Supplied data.

+-------+

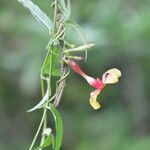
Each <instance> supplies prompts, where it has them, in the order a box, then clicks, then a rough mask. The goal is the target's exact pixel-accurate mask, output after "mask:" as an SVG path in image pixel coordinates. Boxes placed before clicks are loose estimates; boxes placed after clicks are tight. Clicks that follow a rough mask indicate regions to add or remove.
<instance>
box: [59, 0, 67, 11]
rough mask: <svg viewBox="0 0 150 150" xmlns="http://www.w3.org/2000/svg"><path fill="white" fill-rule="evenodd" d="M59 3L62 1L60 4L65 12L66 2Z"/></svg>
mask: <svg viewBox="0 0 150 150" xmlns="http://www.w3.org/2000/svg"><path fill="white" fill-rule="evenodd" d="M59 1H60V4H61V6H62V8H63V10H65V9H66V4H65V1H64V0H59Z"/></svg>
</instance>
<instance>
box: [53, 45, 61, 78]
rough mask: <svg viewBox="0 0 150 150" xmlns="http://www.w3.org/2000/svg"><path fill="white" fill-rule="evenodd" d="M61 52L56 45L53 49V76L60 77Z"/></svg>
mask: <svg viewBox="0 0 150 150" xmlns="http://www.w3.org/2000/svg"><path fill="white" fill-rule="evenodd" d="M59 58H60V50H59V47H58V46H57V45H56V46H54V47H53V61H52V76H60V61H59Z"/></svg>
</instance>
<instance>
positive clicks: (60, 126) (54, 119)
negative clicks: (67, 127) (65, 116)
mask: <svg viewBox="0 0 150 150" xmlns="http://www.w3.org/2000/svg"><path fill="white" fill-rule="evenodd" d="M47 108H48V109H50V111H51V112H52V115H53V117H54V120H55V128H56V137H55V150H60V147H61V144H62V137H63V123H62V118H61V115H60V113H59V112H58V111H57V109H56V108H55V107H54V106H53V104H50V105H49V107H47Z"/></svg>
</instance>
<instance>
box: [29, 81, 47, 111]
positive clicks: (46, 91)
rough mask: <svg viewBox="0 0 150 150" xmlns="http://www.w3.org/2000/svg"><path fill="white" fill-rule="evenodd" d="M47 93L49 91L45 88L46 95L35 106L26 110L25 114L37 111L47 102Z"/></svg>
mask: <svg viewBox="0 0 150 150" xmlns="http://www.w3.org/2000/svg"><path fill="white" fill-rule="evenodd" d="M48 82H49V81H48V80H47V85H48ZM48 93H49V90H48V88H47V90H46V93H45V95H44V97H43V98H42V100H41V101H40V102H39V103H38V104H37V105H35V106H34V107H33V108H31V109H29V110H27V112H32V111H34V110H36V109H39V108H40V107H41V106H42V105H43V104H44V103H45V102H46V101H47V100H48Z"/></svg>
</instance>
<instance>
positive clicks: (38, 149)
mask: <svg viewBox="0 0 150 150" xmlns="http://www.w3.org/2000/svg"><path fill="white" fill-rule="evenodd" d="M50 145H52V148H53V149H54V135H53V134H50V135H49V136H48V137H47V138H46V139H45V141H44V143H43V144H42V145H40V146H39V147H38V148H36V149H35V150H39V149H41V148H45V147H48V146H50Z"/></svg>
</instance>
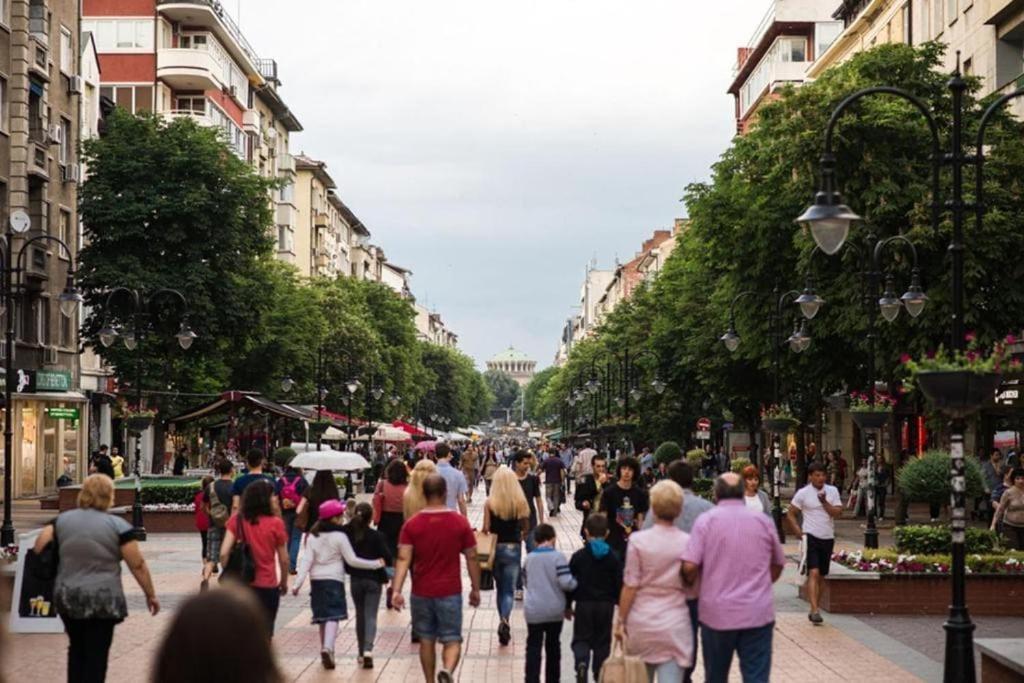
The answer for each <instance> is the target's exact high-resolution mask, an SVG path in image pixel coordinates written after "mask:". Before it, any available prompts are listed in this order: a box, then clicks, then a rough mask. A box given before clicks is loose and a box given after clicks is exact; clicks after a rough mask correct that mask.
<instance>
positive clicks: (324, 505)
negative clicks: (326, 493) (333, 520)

+-------+

Aim of the exercise.
Repeat every line of the entries above word for word, leaving out the pictures.

Output for this exercise.
Each <instance> supplies prompts, where it has them, in the order a box, then clicks, then a rough mask. The goal is the target's exact pixel-accurate mask, output after "mask:" as an SVG path in image pixel coordinates. Boxes placed before clicks are loose estimates; boxes placed after clicks are tight. Clicks that follow a rough mask indicate regions to add or remove.
<instance>
box: [59, 0, 67, 11]
rough mask: <svg viewBox="0 0 150 150" xmlns="http://www.w3.org/2000/svg"><path fill="white" fill-rule="evenodd" d="M59 3L62 1L60 4L65 12L66 2Z"/></svg>
mask: <svg viewBox="0 0 150 150" xmlns="http://www.w3.org/2000/svg"><path fill="white" fill-rule="evenodd" d="M59 1H60V4H61V6H62V8H63V10H65V9H66V4H65V1H64V0H59Z"/></svg>
</instance>
<instance>
box: [53, 45, 61, 78]
rough mask: <svg viewBox="0 0 150 150" xmlns="http://www.w3.org/2000/svg"><path fill="white" fill-rule="evenodd" d="M61 52L56 45L53 49V76L60 77Z"/></svg>
mask: <svg viewBox="0 0 150 150" xmlns="http://www.w3.org/2000/svg"><path fill="white" fill-rule="evenodd" d="M59 58H60V50H59V47H58V46H57V45H56V46H54V47H53V61H52V76H60V61H59Z"/></svg>
</instance>
<instance>
positive clicks: (60, 126) (54, 119)
negative clicks: (67, 127) (65, 116)
mask: <svg viewBox="0 0 150 150" xmlns="http://www.w3.org/2000/svg"><path fill="white" fill-rule="evenodd" d="M47 108H48V109H50V111H51V112H52V115H53V117H54V120H55V128H56V137H55V150H60V147H61V144H62V137H63V123H62V118H61V115H60V113H59V112H58V111H57V109H56V108H55V107H54V106H53V104H50V105H49V107H47Z"/></svg>
</instance>
<instance>
box: [29, 81, 47, 111]
positive clicks: (46, 91)
rough mask: <svg viewBox="0 0 150 150" xmlns="http://www.w3.org/2000/svg"><path fill="white" fill-rule="evenodd" d="M47 93L49 91L45 88L46 95L35 106L26 110L25 114L37 111L47 102Z"/></svg>
mask: <svg viewBox="0 0 150 150" xmlns="http://www.w3.org/2000/svg"><path fill="white" fill-rule="evenodd" d="M48 82H49V81H48V80H47V85H48ZM48 93H49V90H48V88H47V90H46V93H45V95H44V97H43V98H42V100H41V101H40V102H39V103H38V104H37V105H35V106H34V107H33V108H31V109H29V110H27V112H32V111H34V110H36V109H39V108H40V107H41V106H42V105H43V104H44V103H45V102H46V101H47V100H48Z"/></svg>
</instance>
<instance>
positive clicks: (38, 149)
mask: <svg viewBox="0 0 150 150" xmlns="http://www.w3.org/2000/svg"><path fill="white" fill-rule="evenodd" d="M50 145H52V148H53V149H54V135H53V134H50V135H49V136H48V137H47V138H46V139H45V141H44V143H43V144H42V145H40V146H39V147H38V148H36V149H35V150H39V149H41V148H45V147H48V146H50Z"/></svg>
</instance>
The answer for each <instance> is the target's exact high-resolution mask, an SVG path in image pixel coordinates written after "mask:". Before it, any available prompts are listed in this order: a box, then clicks, then a rough mask. A box given before clicks is loose and a box given after clicks is exact; clicks after a rough mask correct that mask.
<instance>
positive clicks: (324, 505)
negative clicks: (326, 493) (333, 520)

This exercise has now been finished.